===== 文本片段 =====

Spark任务提交

使用spark程序的主要入口是spark-submit和spark-shell。源代码里位于 $SPARK_HOME/bin/spark-submit 和 $SPARK_HOME/bin/spark-shell。其实就是2个shell脚本，主要调用了 org.apache.spark.deploy.SparkSubmit，不同的是spark-shell用 -class 指定了org.apache.spark.repl.Main参数作为submit的主要执行对象。

任务提交入口

所以我们的应用端提交程序入口在 org.apache.spark.deploy.SparkSubmit 类里，其伴生对象main函数：

object SparkSubmit extends CommandLineUtils with Logging {

  // Cluster managers 定义了一些集群管理常量
  ...
  // Deploy modes 部署模式常量
  ...
  // Special primary resource names that represent shells rather than application jars.
  ...

    override def main(args: Array[String]): Unit = {
    val submit = new SparkSubmit() {
      self =>

      override protected def parseArguments(args: Array[String]): SparkSubmitArguments = {
        new SparkSubmitArguments(args) {
          override protected def logInfo(msg: => String): Unit = self.logInfo(msg)

=====

*任务说明 1*
请从上面关于Spark任务提交的文本中一字不改地摘录一段，从“object SparkSubmit extends”开始，一直到“than application jars.”为止。

===== 所给记录 =====

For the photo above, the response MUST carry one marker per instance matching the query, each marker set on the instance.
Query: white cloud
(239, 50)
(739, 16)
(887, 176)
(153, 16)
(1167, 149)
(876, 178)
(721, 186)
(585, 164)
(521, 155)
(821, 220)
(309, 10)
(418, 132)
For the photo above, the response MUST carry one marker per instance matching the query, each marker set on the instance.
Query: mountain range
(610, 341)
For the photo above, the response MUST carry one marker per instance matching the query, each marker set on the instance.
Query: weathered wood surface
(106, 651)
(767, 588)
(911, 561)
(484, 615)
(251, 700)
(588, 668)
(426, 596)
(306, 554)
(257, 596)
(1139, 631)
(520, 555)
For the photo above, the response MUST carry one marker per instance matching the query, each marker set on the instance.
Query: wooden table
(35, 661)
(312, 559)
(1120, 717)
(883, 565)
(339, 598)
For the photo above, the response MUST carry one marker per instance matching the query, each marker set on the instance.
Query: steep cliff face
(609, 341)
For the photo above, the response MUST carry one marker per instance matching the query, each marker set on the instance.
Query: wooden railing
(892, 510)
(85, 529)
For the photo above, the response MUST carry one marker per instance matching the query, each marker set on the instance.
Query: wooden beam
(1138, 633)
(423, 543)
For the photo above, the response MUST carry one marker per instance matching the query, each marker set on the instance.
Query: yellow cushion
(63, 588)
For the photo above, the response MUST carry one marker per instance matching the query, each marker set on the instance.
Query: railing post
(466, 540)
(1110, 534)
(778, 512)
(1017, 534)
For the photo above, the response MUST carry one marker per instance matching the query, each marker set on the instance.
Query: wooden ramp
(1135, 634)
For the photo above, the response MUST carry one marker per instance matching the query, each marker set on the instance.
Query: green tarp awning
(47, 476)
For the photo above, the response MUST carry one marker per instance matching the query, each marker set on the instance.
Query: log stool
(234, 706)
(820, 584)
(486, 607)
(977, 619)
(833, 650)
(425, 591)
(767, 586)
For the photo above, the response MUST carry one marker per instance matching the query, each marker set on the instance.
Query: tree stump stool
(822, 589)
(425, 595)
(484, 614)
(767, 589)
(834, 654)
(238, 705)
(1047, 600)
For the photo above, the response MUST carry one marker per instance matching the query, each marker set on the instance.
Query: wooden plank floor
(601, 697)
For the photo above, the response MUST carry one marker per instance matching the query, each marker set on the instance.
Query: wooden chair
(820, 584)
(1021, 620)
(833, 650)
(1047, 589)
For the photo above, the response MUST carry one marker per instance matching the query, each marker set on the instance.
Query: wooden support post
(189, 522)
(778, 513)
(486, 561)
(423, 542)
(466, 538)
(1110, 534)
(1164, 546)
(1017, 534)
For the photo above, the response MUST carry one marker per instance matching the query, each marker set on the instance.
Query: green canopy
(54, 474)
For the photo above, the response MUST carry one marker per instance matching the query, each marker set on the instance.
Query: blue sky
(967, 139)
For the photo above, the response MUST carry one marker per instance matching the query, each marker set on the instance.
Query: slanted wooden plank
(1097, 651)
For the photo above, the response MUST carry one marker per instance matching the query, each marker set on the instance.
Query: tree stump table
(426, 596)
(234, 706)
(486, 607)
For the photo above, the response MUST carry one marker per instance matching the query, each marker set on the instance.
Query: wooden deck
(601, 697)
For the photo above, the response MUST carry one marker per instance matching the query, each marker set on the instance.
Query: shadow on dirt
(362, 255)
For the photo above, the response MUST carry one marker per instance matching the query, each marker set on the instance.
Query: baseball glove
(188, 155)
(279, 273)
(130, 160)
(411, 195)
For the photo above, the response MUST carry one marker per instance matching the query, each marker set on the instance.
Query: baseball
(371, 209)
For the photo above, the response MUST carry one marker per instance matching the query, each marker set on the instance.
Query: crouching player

=====

*任务说明 2*
请筛选出上面记录中所有含有字符串“tree”的行，并逐行原样照抄。

*完整输出 1*
object SparkSubmit extends CommandLineUtils with Logging {

  // Cluster managers 定义了一些集群管理常量
  ...
  // Deploy modes 部署模式常量
  ...
  // Special primary resource names that represent shells rather than application jars.

*完整输出 2*
Query: tree stump stool
Query: tree stump table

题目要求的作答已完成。